» ФРАГМЕНТ ДОКУМЕНТА:
▶
Премьерная «Саломея» Рихарда Штрауса в Большом театре — первая совместная продукция с Метрополитен-оперой.
Если московскую публику можно потчевать тюлями, называя их декорациями, разведёнными в стороны руками взамен актёрской работы и демонстрацией мощности голоса вместо пения — здесь именно это называют «великим искусством» — то на бездуховном и загнивающем Западе, разумеется, такой подход невозможен: там проклятым капиталистам везде требуется качество, поэтому пришлось приглашать зарубежную команду постановщиков.
Планировалась премьера в доковидную эпоху и Метрополитен-опера была тогда действительно одним из ведущих мировых театров, поэтому сотрудничество с ней можно было рассматривать как шаг вперёд. Теперь же реальность иная.
Надеюсь, что пандемия с нами не навсегда, и мне хочется, чтобы в будущем, когда Метрополитен-опера будет претендовать на возвращение прежнего статуса, люди не забывали бы о том, как она уничтожила репутацию, бросив своих музыкантов на произвол судьбы в трудное время, но наняв при этом «специалиста по квотам». И мне хотелось бы, чтобы у нас в России работники культуры потом тоже помнили, что о них, во всяком случае, о подавляющем большинстве, была проявлена забота.
Даже сейчас, когда на Западе, спустя год после начала пандемии ограничения лишь ужесточаются, причём оправдание этому, кажется, уже и вовсе перестали искать, у нас жизнь почти вернулась в прежнее русло. В частности, московские оперные театры ещё осенью стали выпускать премьеры, а вот Большой сумел добиться даже специального разрешения на работу в его стенах иностранцев.
Метрополитен опера прерывает сезон и оставляет оркестр без зарплаты
Режиссёр «Саломеи» — один из лучших представителей профессии, Клаус Гут. Вместе с ним над спектаклем работали сценограф Этьен Плюсс, художник по костюмам Урсула Кудрна (удалённо), художник по свету Олаф Фрезе и другие, а также международный состав артистов.
◀
» ИСХОДНЫЕ ДАННЫЕ:
▶
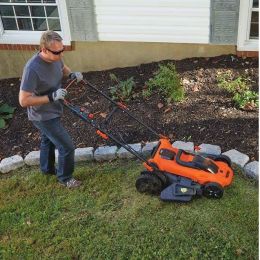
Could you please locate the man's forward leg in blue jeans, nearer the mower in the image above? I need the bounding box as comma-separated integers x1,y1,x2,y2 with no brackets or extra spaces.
33,118,75,183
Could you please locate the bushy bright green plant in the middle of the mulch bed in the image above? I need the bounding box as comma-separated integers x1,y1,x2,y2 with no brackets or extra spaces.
143,63,184,102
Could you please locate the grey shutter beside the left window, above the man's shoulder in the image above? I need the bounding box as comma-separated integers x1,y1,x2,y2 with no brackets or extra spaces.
66,0,97,41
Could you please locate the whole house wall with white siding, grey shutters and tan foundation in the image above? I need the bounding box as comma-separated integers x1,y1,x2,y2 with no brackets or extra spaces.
0,0,239,78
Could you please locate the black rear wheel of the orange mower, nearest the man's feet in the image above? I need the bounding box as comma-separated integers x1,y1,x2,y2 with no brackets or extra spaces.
135,172,162,195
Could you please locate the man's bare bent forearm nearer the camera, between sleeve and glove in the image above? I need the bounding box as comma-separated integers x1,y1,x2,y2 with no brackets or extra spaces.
19,90,50,107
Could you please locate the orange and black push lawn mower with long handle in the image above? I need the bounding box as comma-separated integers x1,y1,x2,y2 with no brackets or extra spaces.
64,80,234,202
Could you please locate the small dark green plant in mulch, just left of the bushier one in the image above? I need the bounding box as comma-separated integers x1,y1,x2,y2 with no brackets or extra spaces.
109,74,135,101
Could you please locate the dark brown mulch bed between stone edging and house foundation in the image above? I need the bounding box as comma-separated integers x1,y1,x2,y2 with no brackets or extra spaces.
0,55,258,160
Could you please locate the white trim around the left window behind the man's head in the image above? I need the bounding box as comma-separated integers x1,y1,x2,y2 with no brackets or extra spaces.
0,0,71,45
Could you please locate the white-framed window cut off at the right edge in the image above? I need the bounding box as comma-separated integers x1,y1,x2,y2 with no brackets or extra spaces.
237,0,259,51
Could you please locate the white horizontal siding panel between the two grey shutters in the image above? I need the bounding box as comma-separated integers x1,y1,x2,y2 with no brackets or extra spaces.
94,0,210,43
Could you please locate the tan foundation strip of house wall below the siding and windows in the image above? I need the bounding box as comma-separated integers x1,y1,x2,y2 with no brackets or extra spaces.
0,42,236,78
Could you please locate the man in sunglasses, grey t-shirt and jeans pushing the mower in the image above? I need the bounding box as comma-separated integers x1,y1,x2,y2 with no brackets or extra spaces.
19,31,83,188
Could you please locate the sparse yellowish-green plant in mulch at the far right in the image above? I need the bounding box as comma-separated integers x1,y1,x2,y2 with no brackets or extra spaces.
217,73,259,110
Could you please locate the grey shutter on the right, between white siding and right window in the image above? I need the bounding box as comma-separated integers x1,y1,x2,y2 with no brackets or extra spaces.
210,0,240,45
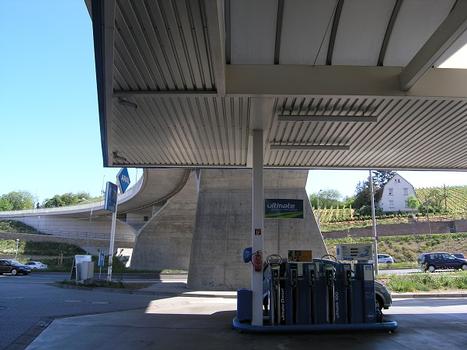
◀
» ВОПРОСЫ ПО МАТЕРИАЛУ:
[1] Отредактируйте часть фрагмента документа между словами «Надеюсь, что пандемия» и «его стенах иностранцев.» включительно: перепишите её, заменив «в трудное время» на «в тяжёлое время».
[2] Изложите короче абзац фрагмента документа, начинающийся словами «Даже сейчас, когда на Западе», сохранив его основные факты.

» ОЖИДАЕМЫЕ РЕЗУЛЬТАТЫ:
[1]
Надеюсь, что пандемия с нами не навсегда, и мне хочется, чтобы в будущем, когда Метрополитен-опера будет претендовать на возвращение прежнего статуса, люди не забывали бы о том, как она уничтожила репутацию, бросив своих музыкантов на произвол судьбы в тяжёлое время, но наняв при этом «специалиста по квотам». И мне хотелось бы, чтобы у нас в России работники культуры потом тоже помнили, что о них, во всяком случае, о подавляющем большинстве, была проявлена забота.
Даже сейчас, когда на Западе, спустя год после начала пандемии ограничения лишь ужесточаются, причём оправдание этому, кажется, уже и вовсе перестали искать, у нас жизнь почти вернулась в прежнее русло. В частности, московские оперные театры ещё осенью стали выпускать премьеры, а вот Большой сумел добиться даже специального разрешения на работу в его стенах иностранцев.

[2] На Западе спустя год после начала пандемии ограничения лишь ужесточаются, и их, по-видимому, уже перестали оправдывать. В России же жизнь почти вернулась в прежнее русло. Московские оперные театры начали выпускать премьеры ещё осенью, а Большой добился специального разрешения на работу иностранцев в своих стенах.